### Brief 1:
In the corn rootworm article, repeat everything from "Photo by marykbaird/" down to "at the time.)".
### Brief 2:
Say whether each statement below agrees with the corn rootworm article, answering yes or no and quoting the deciding words: (a) The first observed rootworm Bt trait failure in a commercial cornfield was in Minnesota in 2009. (b) Northeastern farmers often rotate corn with soybeans rather than a forage crop. (c) The damaged central New York field was planted to a hybrid carrying the Cry3Bb1 trait.

---------- Page extract ----------

A Game Changer

By Everett D. Thomas

Photo by marykbaird/

In September, the corn in a field of continuous corn in central New York was exhibiting classic symptoms of corn rootworm damage: Goosenecked and lodged stalks resulting from severely pruned roots. However, this field was planted to a corn hybrid with the corn rootworm trait - in this case, the common Cry3Bb1 trait, the same one involved in other cases of corn rootworm resistance in the Midwest.

The first observation of rootworm Bt trait failure in a commercial cornfield was in Minnesota in 2009, though this discovery wasn't made public until some time later. As recently as a year ago, university entomologists were saying that rapid resistance development in the northeastern U.S. was less likely because corn rootworm pressure in this region has never been as high as in the Corn Belt. (Oh well, it sounded good at the time.)

There were other reasons for optimism: Farmers in the Northeast often rotate with a forage crop instead of soybeans, and continuous corn - one of the surest ways to develop insect resistance - is less common in this region. Because of these practices, there has been less use of corn hybrids with the rootworm resistance trait in the Northeast. The central New York discovery, confirmed by Cornell University entomologist Elson Shields, is a game changer, one that should be a dose of reality for farmers in the Northeast who were hoping this problem would be a long time in arriving.

---------- Data for analysis ----------

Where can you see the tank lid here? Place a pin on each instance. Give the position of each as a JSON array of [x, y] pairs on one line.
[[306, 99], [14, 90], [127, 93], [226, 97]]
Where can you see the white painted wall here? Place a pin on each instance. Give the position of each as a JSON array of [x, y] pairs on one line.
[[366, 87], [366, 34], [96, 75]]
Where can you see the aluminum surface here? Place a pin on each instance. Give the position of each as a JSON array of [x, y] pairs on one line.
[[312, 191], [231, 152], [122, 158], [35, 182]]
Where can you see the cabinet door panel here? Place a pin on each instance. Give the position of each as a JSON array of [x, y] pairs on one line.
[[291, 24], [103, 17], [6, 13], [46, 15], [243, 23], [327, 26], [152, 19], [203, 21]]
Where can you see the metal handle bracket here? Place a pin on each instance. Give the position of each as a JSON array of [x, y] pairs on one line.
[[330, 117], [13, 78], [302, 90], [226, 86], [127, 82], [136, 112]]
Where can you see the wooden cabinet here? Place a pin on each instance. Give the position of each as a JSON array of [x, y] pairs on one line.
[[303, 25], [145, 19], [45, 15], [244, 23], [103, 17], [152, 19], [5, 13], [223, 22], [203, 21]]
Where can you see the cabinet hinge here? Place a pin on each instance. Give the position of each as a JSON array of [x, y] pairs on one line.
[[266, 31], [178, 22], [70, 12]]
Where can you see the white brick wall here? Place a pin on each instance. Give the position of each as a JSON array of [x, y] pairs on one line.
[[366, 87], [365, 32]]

----------
---------- Data for analysis ----------

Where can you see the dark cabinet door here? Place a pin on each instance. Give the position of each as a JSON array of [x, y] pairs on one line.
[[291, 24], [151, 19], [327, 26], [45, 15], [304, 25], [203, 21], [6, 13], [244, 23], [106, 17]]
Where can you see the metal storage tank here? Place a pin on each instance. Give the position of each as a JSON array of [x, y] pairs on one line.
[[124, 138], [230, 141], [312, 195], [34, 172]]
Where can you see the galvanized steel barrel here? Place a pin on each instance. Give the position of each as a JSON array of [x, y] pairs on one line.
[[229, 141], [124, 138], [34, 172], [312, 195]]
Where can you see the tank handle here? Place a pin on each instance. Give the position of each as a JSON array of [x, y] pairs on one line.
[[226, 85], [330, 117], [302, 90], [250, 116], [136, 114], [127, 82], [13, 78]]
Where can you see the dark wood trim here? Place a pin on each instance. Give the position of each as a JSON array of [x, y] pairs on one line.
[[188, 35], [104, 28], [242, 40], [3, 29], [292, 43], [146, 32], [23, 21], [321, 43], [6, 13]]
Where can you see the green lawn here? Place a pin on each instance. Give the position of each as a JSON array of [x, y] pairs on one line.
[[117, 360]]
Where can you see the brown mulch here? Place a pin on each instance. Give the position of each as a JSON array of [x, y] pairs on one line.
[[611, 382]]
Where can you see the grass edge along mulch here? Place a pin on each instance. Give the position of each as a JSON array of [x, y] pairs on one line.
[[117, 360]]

----------

### Answer 1:
Photo by marykbaird/

In September, the corn in a field of continuous corn in central New York was exhibiting classic symptoms of corn rootworm damage: Goosenecked and lodged stalks resulting from severely pruned roots. However, this field was planted to a corn hybrid with the corn rootworm trait - in this case, the common Cry3Bb1 trait, the same one involved in other cases of corn rootworm resistance in the Midwest.

The first observation of rootworm Bt trait failure in a commercial cornfield was in Minnesota in 2009, though this discovery wasn't made public until some time later. As recently as a year ago, university entomologists were saying that rapid resistance development in the northeastern U.S. was less likely because corn rootworm pressure in this region has never been as high as in the Corn Belt. (Oh well, it sounded good at the time.)

### Answer 2:
(a) Yes: "The first observation of rootworm Bt trait failure in a commercial cornfield was in Minnesota in 2009"
(b) No: "Farmers in the Northeast often rotate with a forage crop instead of soybeans"
(c) Yes: "in this case, the common Cry3Bb1 trait"